WHAT THIS TASK INVOLVES: Quote the records beneath, complete and exact. Leave out images.

Saved entries
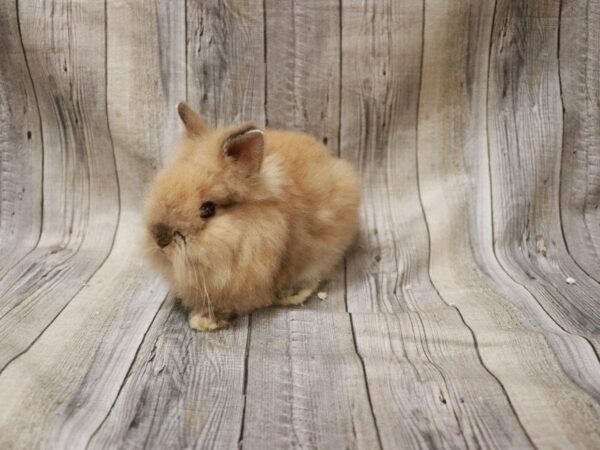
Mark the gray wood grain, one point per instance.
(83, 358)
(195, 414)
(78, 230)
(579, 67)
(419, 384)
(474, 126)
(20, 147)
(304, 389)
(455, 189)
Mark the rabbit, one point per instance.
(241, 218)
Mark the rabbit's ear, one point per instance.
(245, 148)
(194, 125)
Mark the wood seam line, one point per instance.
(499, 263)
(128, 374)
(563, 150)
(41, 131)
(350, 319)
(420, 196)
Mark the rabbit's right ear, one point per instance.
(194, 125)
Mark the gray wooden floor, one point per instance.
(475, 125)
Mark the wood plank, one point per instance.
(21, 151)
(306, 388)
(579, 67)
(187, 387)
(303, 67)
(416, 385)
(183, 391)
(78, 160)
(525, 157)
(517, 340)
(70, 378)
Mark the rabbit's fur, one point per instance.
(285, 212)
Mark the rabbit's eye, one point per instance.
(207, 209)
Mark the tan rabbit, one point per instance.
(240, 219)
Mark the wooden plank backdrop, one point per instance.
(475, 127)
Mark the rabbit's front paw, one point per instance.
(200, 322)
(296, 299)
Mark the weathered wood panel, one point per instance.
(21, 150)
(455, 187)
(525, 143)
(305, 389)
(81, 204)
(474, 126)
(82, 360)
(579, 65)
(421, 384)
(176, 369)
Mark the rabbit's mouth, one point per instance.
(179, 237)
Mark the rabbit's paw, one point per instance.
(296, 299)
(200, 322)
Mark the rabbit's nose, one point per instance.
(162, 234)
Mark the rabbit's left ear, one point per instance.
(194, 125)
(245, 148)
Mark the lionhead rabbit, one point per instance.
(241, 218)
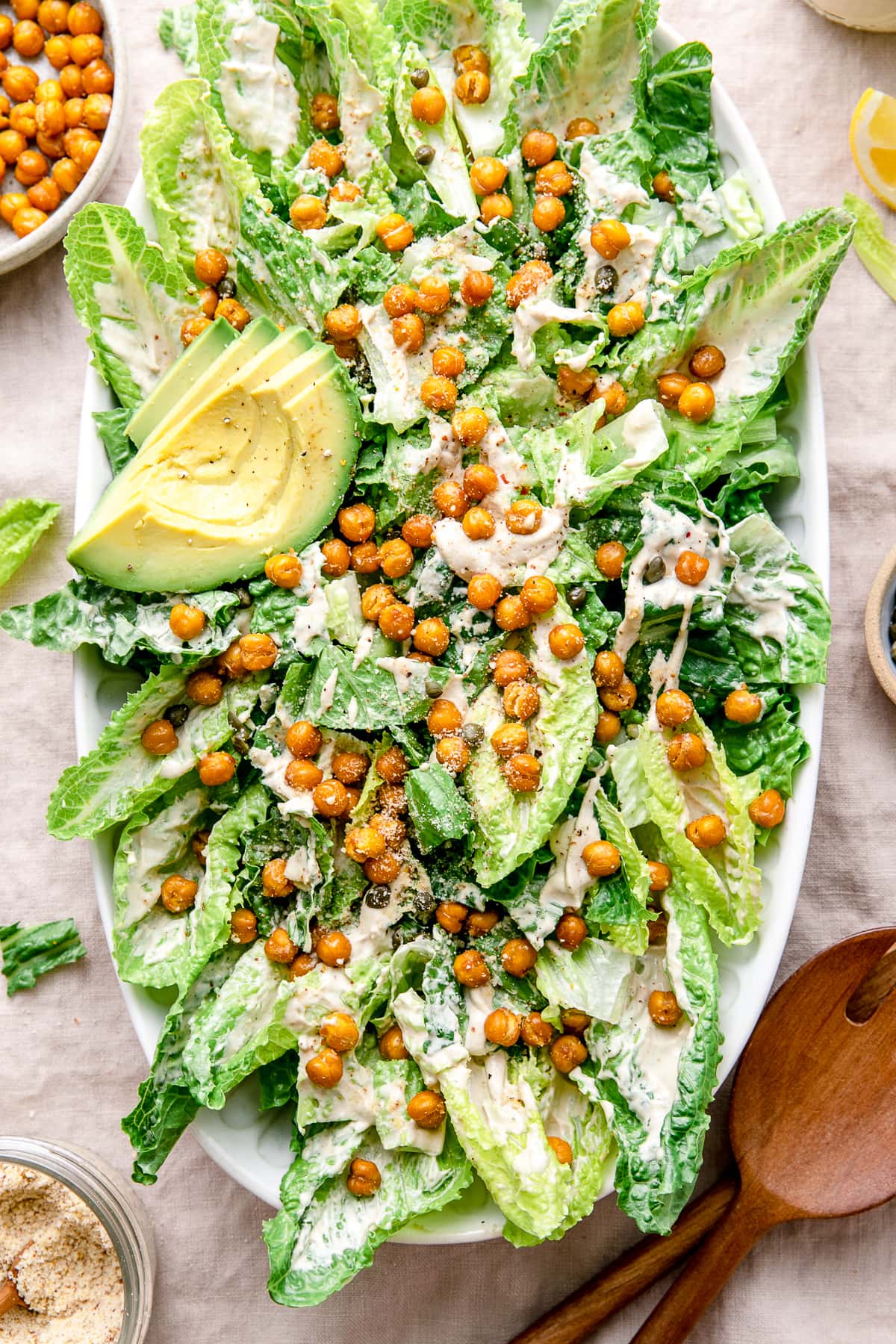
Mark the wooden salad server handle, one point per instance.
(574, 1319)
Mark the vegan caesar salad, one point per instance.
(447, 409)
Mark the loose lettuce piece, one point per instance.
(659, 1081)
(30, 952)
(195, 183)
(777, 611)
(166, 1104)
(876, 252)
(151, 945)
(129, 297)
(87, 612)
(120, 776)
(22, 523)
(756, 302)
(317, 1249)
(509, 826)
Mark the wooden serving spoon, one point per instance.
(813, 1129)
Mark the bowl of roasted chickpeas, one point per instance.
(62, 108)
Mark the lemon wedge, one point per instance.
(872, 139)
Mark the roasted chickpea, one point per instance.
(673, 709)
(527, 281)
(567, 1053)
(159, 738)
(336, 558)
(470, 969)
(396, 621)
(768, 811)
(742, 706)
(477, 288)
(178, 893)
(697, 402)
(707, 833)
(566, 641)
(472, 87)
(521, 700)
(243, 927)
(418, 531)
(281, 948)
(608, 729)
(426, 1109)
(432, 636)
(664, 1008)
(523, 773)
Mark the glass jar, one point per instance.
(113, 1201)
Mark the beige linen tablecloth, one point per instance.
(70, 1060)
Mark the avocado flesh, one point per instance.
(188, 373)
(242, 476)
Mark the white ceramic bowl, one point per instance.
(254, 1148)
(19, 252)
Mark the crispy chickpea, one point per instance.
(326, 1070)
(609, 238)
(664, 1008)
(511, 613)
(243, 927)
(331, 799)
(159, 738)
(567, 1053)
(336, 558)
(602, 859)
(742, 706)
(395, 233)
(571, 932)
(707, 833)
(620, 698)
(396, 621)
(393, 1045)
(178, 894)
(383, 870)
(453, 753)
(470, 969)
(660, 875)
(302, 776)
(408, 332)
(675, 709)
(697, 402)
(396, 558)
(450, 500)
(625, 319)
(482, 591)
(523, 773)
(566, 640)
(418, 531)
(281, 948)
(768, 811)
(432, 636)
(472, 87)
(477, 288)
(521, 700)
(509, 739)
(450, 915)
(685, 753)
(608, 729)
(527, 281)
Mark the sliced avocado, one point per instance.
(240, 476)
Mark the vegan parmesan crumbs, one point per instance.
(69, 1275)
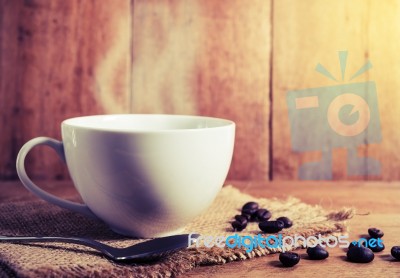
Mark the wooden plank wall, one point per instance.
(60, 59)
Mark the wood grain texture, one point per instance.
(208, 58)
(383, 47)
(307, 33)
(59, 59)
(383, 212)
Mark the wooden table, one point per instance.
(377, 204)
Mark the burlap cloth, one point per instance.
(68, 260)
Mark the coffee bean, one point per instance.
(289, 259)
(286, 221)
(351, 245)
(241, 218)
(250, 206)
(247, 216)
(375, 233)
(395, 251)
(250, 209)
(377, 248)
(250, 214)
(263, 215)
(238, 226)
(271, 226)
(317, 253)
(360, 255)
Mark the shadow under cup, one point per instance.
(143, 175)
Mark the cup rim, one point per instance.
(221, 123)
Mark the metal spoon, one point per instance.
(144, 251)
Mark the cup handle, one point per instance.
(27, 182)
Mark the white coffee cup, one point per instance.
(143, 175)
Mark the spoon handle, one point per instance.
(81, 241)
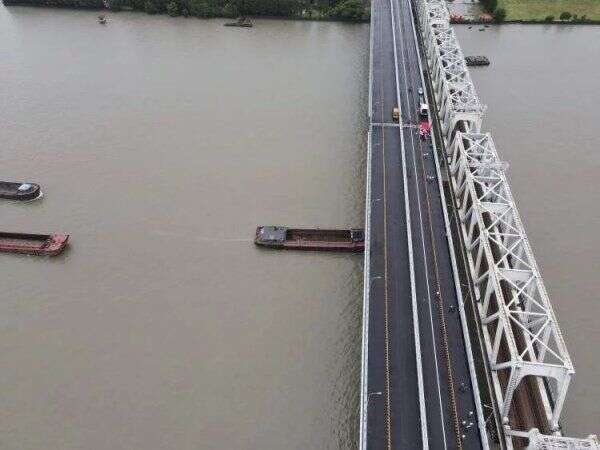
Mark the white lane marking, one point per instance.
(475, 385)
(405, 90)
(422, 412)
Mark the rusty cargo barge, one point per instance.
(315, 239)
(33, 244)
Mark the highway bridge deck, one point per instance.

RESPONSE:
Mark the gray wood grain, one point per instance.
(83, 358)
(195, 414)
(78, 230)
(579, 67)
(419, 384)
(474, 126)
(20, 147)
(304, 389)
(455, 189)
Mark the rabbit, one point per instance.
(241, 218)
Mark the rabbit's ear, one point per instance.
(245, 148)
(194, 125)
Mark the wood seam line, one point per instance.
(499, 263)
(128, 374)
(563, 150)
(41, 131)
(350, 319)
(420, 196)
Mark the rabbit's right ear, one point per instance.
(194, 125)
Mark the gray wooden floor, one point per instance.
(475, 125)
Mark the wood plank, one point per instance.
(21, 151)
(306, 388)
(579, 67)
(187, 387)
(303, 67)
(416, 385)
(183, 391)
(78, 160)
(525, 157)
(517, 340)
(70, 378)
Mark the rabbit's fur, one point per instance.
(285, 212)
Mark the rabbit's eye, one point per instance.
(207, 209)
Mark the tan rabbit, one point per instance.
(240, 219)
Mark the wooden plank backdrop, one point per instance.
(475, 127)
Mark the rabbit's front paw, one point per instance.
(200, 322)
(296, 299)
Mark the weathered wood panel, one point per instance.
(21, 150)
(455, 187)
(525, 143)
(305, 389)
(81, 204)
(474, 126)
(82, 360)
(579, 65)
(421, 384)
(176, 369)
Mark the rabbit's mouth, one point per instance.
(179, 237)
Mark the rabbit's paw, one point per instance.
(296, 299)
(200, 322)
Mark the rabbit's nose, one point per instance.
(162, 234)
Mark the rabbit's left ear, one point per instance.
(194, 125)
(245, 148)
Mark the lionhead rabbit, one point per instance.
(241, 218)
Mark the wooden salad server handle, one point per instance.
(574, 1319)
Mark the vegan caesar salad, one point per instance.
(447, 409)
Mark the loose lettuce piece, one point per instance.
(659, 1081)
(30, 952)
(195, 183)
(777, 611)
(166, 1104)
(876, 252)
(151, 945)
(129, 297)
(87, 612)
(120, 776)
(22, 523)
(756, 302)
(317, 1249)
(509, 826)
Mark the wooden serving spoon, one point per instance.
(813, 1129)
Mark the bowl of roasted chickpeas, one point per instance.
(62, 108)
Mark the lemon wedge, one point per instance.
(872, 139)
Mark the roasted chickpea, one point per instance.
(673, 709)
(527, 281)
(567, 1053)
(159, 738)
(336, 558)
(470, 969)
(396, 621)
(768, 811)
(742, 706)
(477, 288)
(178, 893)
(697, 402)
(707, 833)
(566, 641)
(472, 87)
(521, 700)
(243, 927)
(418, 531)
(281, 948)
(608, 729)
(426, 1109)
(432, 636)
(664, 1008)
(523, 773)
Mark the glass jar, one point per instance.
(113, 1201)
Mark the beige linen tablecloth, one point per instance.
(70, 1060)
Mark the avocado flesh, one point per instance.
(188, 373)
(242, 476)
Mark the white ceramic bowl, one point per instance.
(254, 1148)
(19, 252)
Mark the crispy chickpea, one point per instance.
(326, 1070)
(609, 238)
(664, 1008)
(511, 613)
(243, 927)
(331, 799)
(159, 738)
(567, 1053)
(336, 558)
(602, 859)
(742, 706)
(395, 233)
(571, 932)
(707, 833)
(620, 698)
(396, 621)
(393, 1045)
(178, 894)
(383, 870)
(453, 753)
(470, 969)
(660, 875)
(302, 776)
(408, 332)
(675, 709)
(697, 402)
(396, 558)
(450, 500)
(625, 319)
(482, 591)
(523, 773)
(566, 640)
(418, 531)
(281, 948)
(768, 811)
(432, 636)
(472, 87)
(477, 288)
(521, 700)
(509, 739)
(450, 915)
(685, 753)
(608, 729)
(527, 281)
Mark the sliced avocado, one point per instance.
(240, 476)
Mark the vegan parmesan crumbs, one point per instance.
(69, 1275)
Mark the wooden plank wall, one point per instance.
(60, 59)
Mark the wood grain texture, one point per instance.
(208, 58)
(383, 47)
(307, 33)
(59, 59)
(383, 212)
Mark the wooden table, one point per instance.
(377, 204)
Mark the burlap cloth, one point per instance.
(68, 260)
Mark the coffee bean, one point per instance.
(289, 259)
(286, 221)
(351, 245)
(241, 218)
(250, 206)
(247, 216)
(375, 233)
(395, 251)
(250, 209)
(377, 248)
(250, 214)
(263, 215)
(238, 226)
(271, 226)
(317, 253)
(360, 255)
Mark the shadow under cup, one point per instance.
(143, 175)
Mark the cup rim, one point per instance.
(221, 123)
Mark the metal spoon, one point per instance.
(144, 251)
Mark the cup handle, one point per instance.
(27, 182)
Mark the white coffee cup, one point per instance.
(143, 175)
Mark the spoon handle, one point per instance.
(81, 241)
Mark the white lane marking, one point per instance.
(475, 385)
(405, 90)
(422, 412)
Mark the rusty cargo barge, one point per instance.
(315, 239)
(33, 244)
Mark the highway bridge deck, one point per instance.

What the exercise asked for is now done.